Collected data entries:
= = = = = = =
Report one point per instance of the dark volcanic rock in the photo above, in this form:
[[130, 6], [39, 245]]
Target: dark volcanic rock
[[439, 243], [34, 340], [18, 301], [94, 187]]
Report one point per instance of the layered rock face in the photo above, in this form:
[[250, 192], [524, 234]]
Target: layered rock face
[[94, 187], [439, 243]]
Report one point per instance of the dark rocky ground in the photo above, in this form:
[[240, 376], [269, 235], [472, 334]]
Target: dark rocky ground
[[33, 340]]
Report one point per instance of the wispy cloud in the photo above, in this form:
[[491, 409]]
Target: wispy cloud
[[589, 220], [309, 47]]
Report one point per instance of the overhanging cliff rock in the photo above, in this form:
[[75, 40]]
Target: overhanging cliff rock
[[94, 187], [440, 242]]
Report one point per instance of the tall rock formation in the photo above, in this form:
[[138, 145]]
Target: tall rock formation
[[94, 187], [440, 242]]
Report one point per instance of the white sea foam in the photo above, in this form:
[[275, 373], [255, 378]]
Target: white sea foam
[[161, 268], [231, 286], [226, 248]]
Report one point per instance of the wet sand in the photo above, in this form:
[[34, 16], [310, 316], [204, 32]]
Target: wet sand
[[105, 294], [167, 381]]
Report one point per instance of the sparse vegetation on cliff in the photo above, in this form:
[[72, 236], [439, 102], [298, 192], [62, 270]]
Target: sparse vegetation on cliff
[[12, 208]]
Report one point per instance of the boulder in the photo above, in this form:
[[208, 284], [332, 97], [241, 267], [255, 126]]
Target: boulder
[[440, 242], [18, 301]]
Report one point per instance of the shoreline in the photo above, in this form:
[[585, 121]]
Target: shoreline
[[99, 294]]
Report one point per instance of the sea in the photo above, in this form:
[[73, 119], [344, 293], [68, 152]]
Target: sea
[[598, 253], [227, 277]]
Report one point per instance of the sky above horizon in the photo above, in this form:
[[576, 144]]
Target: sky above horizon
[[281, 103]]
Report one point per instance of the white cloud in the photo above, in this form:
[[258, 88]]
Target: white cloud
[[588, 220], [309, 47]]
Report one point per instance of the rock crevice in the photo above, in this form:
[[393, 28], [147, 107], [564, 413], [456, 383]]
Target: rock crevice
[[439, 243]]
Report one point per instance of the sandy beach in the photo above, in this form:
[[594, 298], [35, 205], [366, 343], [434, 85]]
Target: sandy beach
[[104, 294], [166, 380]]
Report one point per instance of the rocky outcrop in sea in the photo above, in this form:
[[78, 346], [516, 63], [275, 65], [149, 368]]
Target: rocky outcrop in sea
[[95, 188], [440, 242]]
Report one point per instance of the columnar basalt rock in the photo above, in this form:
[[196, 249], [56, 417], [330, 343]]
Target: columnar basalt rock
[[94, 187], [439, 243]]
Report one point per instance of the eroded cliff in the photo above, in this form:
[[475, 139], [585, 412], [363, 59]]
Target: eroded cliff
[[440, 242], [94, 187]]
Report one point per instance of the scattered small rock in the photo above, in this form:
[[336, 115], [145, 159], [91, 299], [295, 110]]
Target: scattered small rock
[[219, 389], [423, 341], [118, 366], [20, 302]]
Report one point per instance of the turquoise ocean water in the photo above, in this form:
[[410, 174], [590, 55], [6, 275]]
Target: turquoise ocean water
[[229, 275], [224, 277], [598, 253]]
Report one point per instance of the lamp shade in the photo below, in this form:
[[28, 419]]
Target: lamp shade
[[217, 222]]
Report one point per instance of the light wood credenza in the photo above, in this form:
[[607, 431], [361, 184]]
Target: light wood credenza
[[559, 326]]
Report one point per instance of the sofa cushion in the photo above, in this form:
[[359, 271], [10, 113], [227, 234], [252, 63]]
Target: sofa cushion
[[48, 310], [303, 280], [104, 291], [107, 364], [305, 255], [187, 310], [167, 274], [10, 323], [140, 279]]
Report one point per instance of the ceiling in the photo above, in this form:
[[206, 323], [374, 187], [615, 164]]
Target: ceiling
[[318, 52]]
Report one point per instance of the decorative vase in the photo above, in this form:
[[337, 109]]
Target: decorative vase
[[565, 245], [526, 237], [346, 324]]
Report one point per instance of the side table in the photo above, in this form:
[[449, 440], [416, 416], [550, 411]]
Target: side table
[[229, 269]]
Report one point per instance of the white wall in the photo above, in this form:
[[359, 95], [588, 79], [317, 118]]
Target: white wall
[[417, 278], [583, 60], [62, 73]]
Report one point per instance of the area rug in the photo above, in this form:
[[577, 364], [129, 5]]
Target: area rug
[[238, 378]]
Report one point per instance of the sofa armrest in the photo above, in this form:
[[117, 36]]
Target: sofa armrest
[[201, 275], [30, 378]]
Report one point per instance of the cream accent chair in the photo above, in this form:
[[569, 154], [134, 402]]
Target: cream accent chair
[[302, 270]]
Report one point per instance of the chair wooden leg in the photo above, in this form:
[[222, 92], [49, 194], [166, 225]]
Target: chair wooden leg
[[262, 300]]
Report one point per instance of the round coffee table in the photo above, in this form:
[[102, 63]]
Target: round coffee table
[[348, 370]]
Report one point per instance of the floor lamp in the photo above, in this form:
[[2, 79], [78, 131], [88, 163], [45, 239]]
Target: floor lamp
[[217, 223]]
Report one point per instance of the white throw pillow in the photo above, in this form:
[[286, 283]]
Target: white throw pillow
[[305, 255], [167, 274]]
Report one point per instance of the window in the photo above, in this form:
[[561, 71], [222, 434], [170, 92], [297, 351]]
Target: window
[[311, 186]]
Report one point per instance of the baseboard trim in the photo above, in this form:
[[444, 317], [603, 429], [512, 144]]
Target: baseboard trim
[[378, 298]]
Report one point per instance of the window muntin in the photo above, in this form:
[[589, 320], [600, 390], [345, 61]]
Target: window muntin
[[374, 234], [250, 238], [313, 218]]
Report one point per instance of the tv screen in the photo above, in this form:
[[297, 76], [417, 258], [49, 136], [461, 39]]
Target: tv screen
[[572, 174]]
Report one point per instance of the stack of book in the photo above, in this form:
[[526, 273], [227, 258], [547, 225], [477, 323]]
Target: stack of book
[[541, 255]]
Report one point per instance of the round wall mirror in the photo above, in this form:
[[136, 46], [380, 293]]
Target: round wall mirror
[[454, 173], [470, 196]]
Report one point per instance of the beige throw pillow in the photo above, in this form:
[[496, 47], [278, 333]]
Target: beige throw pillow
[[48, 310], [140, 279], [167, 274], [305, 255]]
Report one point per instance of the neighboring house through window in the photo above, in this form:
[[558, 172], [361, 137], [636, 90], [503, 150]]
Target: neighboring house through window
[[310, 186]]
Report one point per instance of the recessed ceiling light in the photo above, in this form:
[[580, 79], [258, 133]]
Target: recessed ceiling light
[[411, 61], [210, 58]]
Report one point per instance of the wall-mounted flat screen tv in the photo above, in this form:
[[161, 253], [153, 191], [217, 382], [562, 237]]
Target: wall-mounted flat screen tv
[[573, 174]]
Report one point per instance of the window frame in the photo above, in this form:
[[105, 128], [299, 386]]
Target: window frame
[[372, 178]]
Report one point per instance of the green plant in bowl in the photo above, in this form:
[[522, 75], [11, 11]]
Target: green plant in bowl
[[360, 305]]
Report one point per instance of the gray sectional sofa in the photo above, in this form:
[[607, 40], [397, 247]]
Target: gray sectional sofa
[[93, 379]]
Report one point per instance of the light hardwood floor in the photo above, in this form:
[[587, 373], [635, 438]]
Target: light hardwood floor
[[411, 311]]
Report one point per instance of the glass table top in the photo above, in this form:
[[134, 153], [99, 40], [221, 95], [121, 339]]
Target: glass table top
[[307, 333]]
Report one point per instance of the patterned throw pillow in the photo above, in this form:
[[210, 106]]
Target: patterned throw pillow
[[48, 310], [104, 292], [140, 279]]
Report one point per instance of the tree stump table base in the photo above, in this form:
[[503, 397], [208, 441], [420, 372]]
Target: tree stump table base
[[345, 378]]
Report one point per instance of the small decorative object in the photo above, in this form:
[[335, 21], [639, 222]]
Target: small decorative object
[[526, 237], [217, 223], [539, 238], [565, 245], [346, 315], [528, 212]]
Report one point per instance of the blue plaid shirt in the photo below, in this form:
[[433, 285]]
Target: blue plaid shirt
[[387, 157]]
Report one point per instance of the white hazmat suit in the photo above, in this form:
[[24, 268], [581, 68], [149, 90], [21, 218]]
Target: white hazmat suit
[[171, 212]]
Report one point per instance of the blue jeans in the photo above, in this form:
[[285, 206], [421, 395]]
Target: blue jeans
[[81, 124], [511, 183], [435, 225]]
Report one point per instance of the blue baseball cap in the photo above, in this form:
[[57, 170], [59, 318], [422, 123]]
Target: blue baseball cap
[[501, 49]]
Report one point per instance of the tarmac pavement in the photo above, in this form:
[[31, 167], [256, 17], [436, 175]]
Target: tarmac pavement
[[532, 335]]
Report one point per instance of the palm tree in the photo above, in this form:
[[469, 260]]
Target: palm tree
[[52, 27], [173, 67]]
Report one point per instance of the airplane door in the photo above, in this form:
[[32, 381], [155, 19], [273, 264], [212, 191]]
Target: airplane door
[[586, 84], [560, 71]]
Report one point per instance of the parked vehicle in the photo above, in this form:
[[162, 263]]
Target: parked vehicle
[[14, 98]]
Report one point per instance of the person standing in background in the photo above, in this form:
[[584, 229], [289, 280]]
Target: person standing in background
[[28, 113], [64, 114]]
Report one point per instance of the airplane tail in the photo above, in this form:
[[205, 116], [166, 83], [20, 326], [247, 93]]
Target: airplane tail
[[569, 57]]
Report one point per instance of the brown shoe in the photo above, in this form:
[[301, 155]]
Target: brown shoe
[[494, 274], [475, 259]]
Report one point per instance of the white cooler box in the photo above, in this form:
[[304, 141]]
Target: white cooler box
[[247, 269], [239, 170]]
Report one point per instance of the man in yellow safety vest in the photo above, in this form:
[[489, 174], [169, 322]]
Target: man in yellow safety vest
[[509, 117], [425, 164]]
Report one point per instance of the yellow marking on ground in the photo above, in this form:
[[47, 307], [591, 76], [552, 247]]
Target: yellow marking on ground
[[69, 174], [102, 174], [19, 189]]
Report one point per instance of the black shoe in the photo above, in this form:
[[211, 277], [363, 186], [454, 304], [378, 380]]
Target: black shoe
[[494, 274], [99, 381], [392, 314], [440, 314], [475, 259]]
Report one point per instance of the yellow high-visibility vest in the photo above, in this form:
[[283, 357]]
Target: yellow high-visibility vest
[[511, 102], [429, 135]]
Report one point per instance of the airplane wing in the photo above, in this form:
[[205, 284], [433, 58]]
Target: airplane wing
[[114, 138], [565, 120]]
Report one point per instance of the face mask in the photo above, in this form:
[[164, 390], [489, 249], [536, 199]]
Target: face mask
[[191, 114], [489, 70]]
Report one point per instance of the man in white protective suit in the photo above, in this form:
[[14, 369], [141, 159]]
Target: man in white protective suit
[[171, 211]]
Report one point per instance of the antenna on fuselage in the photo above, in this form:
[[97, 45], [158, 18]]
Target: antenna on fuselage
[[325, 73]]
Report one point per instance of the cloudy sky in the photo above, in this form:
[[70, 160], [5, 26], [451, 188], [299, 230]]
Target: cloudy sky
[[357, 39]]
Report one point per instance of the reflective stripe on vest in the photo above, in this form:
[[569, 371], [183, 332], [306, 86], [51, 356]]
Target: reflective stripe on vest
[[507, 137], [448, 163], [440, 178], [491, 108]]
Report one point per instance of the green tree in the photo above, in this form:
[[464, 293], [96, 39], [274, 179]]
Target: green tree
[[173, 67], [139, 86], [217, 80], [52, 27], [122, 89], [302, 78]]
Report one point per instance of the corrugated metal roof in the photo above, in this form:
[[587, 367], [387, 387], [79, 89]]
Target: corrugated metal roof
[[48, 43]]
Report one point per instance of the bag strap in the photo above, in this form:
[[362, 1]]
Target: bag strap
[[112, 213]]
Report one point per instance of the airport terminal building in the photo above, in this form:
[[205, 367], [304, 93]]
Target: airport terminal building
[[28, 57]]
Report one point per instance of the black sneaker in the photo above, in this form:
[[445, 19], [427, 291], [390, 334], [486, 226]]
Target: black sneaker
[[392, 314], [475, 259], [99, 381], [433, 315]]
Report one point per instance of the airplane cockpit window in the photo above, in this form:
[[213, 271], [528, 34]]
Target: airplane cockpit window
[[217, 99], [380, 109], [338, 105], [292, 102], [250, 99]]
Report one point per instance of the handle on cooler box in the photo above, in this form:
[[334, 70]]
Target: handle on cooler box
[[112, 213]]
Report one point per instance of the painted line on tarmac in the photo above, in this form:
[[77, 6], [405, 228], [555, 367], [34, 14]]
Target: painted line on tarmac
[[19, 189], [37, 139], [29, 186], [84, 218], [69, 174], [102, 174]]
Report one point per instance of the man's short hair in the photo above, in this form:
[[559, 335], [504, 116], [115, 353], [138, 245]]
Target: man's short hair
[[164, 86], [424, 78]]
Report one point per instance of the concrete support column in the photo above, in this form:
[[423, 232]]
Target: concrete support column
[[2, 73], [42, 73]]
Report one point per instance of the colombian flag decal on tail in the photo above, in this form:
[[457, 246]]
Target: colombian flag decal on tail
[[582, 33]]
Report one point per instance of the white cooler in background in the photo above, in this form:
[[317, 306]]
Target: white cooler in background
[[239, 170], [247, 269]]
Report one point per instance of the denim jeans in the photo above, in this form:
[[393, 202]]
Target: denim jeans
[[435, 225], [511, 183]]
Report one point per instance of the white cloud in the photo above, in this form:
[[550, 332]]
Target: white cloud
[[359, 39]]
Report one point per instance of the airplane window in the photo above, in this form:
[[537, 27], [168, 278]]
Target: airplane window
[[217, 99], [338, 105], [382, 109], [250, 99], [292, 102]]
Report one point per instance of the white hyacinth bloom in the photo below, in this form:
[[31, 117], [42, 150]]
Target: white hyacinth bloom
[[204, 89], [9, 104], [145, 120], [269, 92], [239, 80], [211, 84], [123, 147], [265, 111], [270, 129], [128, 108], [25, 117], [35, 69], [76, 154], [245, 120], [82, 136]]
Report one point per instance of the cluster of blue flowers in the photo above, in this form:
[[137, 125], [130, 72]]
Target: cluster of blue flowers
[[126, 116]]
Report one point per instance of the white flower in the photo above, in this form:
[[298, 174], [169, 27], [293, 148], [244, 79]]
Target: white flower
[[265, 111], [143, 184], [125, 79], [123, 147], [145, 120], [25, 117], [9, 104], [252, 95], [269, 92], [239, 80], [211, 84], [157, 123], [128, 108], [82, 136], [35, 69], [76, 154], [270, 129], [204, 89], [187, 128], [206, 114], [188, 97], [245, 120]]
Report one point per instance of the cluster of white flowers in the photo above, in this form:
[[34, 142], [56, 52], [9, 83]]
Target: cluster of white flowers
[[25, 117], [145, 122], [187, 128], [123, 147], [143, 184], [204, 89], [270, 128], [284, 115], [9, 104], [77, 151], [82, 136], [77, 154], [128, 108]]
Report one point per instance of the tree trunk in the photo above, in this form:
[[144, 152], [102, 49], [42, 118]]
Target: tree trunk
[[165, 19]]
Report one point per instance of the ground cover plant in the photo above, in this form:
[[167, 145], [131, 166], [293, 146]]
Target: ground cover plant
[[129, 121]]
= = = = = = =
== Directions ==
Arrange the lines of the listing from the line containing "Report one point per instance of the boulder" up to and including the line containing "[[440, 242], [94, 187]]" as a JSON list of strings, with one string per line and blank lines omitted.

== The solution ==
[
  "Report one point per instance of the boulder in the photo above, in this form:",
  "[[208, 284], [332, 97], [241, 267], [255, 126]]",
  "Target: boulder",
  "[[440, 242], [18, 301]]",
  "Report one point per instance of the shoreline in the photo above, in this form:",
  "[[585, 121]]",
  "Target: shoreline",
  "[[99, 294]]",
  "Report one point per instance of the sea in the photo above, in this form:",
  "[[73, 119], [344, 293], [68, 152]]",
  "Target: sea",
  "[[598, 253], [227, 277]]",
  "Report one point per instance of the sky above horizon in the photo above, in this form:",
  "[[576, 144]]",
  "Target: sky above horizon",
  "[[281, 103]]",
  "Report one point per instance of the white cloud in the photo above, in this form:",
  "[[258, 88]]",
  "Target: white cloud",
  "[[588, 220], [309, 47]]",
  "Report one point per instance of the rock crevice in the photo above, in this form:",
  "[[393, 28], [147, 107], [564, 413], [456, 383]]",
  "Target: rock crevice",
  "[[439, 243]]",
  "Report one point per instance of the sandy beach in the photo above, in this form:",
  "[[594, 298], [35, 205], [366, 343], [434, 85]]",
  "Target: sandy beach",
  "[[104, 294], [166, 380]]",
  "Report one point per instance of the rocky outcrop in sea in the photo above, in this form:",
  "[[78, 346], [516, 63], [275, 65], [149, 368]]",
  "Target: rocky outcrop in sea",
  "[[95, 188], [440, 242]]",
  "Report one point per instance of the columnar basalt rock in the photo above, in this form:",
  "[[196, 249], [56, 417], [330, 343]]",
  "Target: columnar basalt rock",
  "[[94, 187], [439, 243]]",
  "Report one point per instance of the eroded cliff in the photo above, in this form:",
  "[[475, 139], [585, 412], [363, 59]]",
  "Target: eroded cliff",
  "[[440, 242], [94, 187]]"
]